Problem description. Look below for the line containing "Target: row of window". Write out that line and the rest through the last one, exactly as they appear, but without pictures.

Photo-based referring expression data.
● ● ● ● ●

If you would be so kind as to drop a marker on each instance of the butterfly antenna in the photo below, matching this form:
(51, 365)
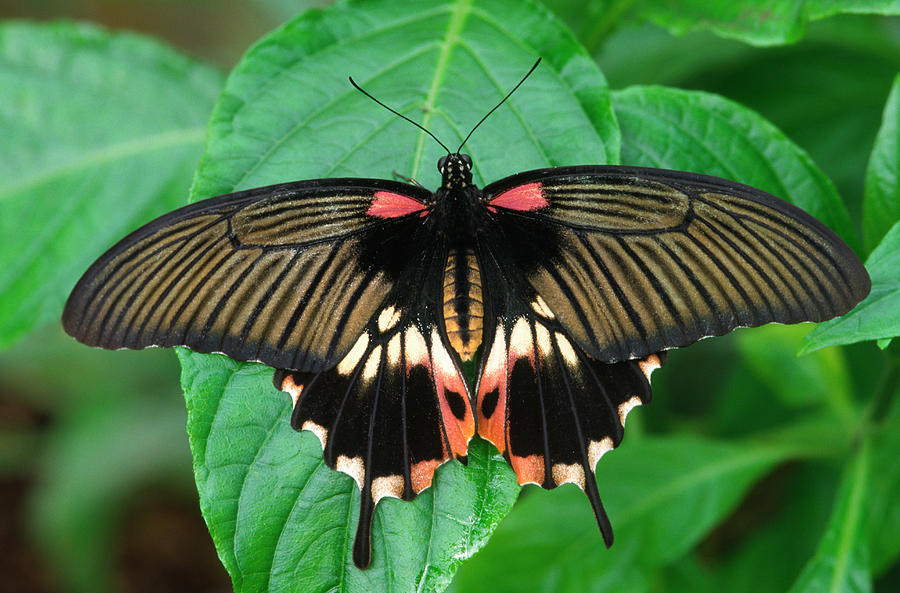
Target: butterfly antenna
(397, 113)
(498, 105)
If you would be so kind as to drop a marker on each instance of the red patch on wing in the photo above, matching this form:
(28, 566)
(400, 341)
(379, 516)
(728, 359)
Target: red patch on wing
(459, 424)
(390, 205)
(491, 401)
(524, 198)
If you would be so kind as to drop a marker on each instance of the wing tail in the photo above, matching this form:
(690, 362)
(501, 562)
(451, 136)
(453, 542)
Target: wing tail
(551, 409)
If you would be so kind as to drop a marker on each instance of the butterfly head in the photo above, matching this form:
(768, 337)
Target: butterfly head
(456, 170)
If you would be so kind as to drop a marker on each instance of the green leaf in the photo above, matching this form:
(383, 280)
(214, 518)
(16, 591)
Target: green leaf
(100, 133)
(881, 208)
(662, 495)
(757, 22)
(696, 131)
(848, 61)
(778, 537)
(884, 512)
(289, 520)
(98, 458)
(878, 315)
(817, 9)
(841, 564)
(287, 113)
(820, 378)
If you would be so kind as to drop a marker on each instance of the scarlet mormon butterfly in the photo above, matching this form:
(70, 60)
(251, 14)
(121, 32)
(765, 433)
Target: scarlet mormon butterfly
(566, 285)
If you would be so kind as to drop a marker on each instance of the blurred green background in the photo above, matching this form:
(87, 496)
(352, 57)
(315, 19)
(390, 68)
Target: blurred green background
(131, 522)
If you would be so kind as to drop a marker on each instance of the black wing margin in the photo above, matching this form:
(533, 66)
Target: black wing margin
(551, 409)
(633, 261)
(287, 275)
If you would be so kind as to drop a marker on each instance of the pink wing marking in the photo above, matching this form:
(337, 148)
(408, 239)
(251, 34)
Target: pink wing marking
(390, 205)
(524, 198)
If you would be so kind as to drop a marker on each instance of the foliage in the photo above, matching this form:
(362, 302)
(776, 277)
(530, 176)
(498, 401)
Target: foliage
(748, 457)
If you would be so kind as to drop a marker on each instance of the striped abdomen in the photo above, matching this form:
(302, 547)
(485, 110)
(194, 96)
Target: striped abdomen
(463, 307)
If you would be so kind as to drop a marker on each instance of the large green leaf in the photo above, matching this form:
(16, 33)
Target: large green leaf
(705, 133)
(100, 133)
(280, 519)
(847, 63)
(818, 9)
(878, 316)
(758, 22)
(841, 564)
(881, 208)
(884, 512)
(662, 495)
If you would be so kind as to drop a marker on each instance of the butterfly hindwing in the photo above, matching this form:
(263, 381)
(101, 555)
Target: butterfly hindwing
(550, 408)
(287, 275)
(634, 261)
(391, 411)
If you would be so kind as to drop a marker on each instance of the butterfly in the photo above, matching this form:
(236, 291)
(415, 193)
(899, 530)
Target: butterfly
(563, 286)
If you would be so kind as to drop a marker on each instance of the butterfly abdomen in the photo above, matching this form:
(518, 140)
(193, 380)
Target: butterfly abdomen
(463, 306)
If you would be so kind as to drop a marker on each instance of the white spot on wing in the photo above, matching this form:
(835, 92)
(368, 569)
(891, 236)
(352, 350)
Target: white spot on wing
(520, 344)
(649, 364)
(564, 474)
(597, 449)
(372, 364)
(566, 349)
(353, 467)
(349, 362)
(443, 363)
(540, 307)
(394, 350)
(416, 348)
(292, 389)
(387, 486)
(626, 407)
(388, 318)
(543, 339)
(320, 431)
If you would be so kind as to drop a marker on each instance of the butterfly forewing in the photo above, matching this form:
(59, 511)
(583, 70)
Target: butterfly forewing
(288, 275)
(633, 261)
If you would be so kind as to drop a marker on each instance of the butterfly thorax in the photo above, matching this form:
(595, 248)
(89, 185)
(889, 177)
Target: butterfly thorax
(457, 208)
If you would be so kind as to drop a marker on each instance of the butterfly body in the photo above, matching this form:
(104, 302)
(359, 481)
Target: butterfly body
(564, 285)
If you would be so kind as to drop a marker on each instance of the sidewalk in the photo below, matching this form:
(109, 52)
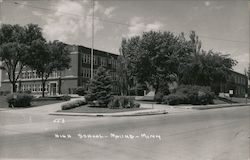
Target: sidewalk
(204, 107)
(149, 109)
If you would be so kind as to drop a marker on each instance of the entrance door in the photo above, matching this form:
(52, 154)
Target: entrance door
(53, 88)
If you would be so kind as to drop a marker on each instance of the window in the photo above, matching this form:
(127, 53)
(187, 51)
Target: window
(40, 88)
(95, 60)
(86, 58)
(86, 72)
(34, 74)
(95, 71)
(103, 61)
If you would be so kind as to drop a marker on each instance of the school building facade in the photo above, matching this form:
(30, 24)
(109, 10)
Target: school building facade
(67, 81)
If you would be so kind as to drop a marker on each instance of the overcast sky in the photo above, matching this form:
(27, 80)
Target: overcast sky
(222, 25)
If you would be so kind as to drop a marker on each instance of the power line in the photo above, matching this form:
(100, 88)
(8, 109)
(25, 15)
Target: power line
(119, 23)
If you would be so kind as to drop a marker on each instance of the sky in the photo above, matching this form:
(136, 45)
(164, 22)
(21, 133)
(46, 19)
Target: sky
(222, 25)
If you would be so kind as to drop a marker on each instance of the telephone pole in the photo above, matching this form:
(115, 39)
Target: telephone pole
(93, 32)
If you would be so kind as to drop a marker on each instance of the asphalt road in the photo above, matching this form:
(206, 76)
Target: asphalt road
(217, 134)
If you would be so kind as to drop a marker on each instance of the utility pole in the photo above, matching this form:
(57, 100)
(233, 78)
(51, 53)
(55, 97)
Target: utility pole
(1, 22)
(93, 32)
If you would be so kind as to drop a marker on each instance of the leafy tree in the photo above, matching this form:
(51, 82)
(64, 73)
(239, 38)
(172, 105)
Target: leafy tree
(48, 57)
(15, 43)
(100, 87)
(122, 76)
(205, 68)
(154, 57)
(248, 72)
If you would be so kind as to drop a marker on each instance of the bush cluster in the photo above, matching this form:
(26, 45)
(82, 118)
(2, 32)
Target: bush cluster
(122, 102)
(80, 91)
(4, 93)
(73, 104)
(187, 94)
(19, 100)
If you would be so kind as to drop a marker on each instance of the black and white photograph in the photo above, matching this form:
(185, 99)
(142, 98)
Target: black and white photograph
(124, 79)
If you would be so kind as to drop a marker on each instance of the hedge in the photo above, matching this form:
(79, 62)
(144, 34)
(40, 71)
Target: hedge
(19, 100)
(73, 104)
(122, 102)
(187, 94)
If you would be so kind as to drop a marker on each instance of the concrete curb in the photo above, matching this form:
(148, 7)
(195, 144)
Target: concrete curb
(120, 114)
(219, 106)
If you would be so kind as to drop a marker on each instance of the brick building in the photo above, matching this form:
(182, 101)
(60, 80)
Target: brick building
(76, 76)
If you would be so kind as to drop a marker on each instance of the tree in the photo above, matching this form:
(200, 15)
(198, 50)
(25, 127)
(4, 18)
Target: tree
(248, 72)
(154, 57)
(205, 68)
(122, 75)
(100, 87)
(15, 43)
(48, 57)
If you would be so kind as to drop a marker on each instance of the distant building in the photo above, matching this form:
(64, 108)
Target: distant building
(237, 82)
(76, 76)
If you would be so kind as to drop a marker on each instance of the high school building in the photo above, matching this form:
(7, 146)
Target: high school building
(76, 76)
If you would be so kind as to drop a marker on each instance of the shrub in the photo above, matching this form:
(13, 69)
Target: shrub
(4, 93)
(158, 97)
(174, 99)
(19, 100)
(73, 104)
(27, 91)
(100, 87)
(187, 94)
(80, 91)
(65, 98)
(123, 102)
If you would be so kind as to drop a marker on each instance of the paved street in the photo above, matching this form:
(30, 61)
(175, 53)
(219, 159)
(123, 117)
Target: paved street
(217, 134)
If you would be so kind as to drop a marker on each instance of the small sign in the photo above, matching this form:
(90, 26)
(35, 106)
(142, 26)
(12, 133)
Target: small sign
(231, 91)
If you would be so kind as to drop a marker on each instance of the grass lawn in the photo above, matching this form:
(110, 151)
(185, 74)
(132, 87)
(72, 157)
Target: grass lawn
(87, 109)
(4, 103)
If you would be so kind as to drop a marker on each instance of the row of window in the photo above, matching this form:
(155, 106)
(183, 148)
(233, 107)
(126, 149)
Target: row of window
(33, 87)
(34, 75)
(86, 72)
(103, 60)
(240, 90)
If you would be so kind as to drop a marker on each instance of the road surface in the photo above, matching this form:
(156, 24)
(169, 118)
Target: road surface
(217, 134)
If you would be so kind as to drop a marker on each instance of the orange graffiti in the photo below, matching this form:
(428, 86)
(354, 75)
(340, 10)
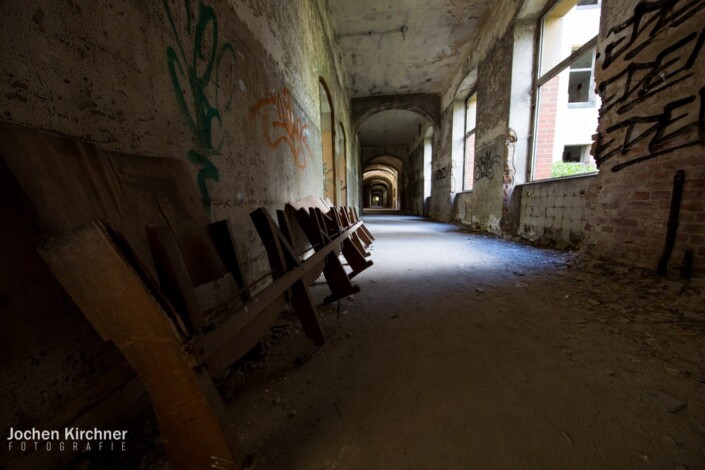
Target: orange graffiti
(294, 129)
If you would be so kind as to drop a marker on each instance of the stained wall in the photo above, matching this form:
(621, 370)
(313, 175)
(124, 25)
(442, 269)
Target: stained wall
(230, 88)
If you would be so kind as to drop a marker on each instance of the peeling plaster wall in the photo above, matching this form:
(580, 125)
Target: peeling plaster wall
(485, 208)
(650, 73)
(116, 74)
(553, 212)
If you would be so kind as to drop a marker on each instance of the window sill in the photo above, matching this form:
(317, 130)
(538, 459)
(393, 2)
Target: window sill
(561, 178)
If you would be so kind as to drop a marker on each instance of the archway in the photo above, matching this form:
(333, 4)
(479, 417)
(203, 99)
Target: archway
(380, 183)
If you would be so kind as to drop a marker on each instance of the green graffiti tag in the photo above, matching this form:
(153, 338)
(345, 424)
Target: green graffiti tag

● ● ● ● ●

Result of the exercise.
Target: row of window
(33, 87)
(34, 75)
(86, 72)
(103, 60)
(240, 90)
If you would be so kind as to drop a marker on each instance of the road surface in the photo above, matching this form:
(156, 24)
(169, 118)
Target: road surface
(217, 134)
If you would be so kind as to drop a marker on each instance of the orange graffiti in the photo below, matching this form:
(428, 86)
(354, 75)
(340, 10)
Target: orange graffiti
(294, 129)
If you would be so kind as to drop a marker on each instance of the stained wall in the photo above, matching this form:
(621, 370)
(313, 175)
(124, 25)
(442, 269)
Target: stained wall
(230, 88)
If you would be so kind as to drop a marker on each instance of the peeling plaster wall in the photo above, matching this form:
(580, 125)
Target: peeling plaster wall
(485, 208)
(650, 73)
(116, 74)
(553, 212)
If you would be so kind as to drop a marker on each instance of the window sill in the photo above, matching this form:
(317, 130)
(538, 459)
(393, 2)
Target: window sill
(561, 178)
If you would be so kind as to drop a marker on each instance of the archway in the photo above, matching this form:
(333, 4)
(479, 417)
(203, 99)
Target: archway
(380, 183)
If you would be so kind as to drop a marker on each instance of the green graffiti tag in the photo above, matching this form:
(153, 338)
(345, 424)
Target: green graffiti tag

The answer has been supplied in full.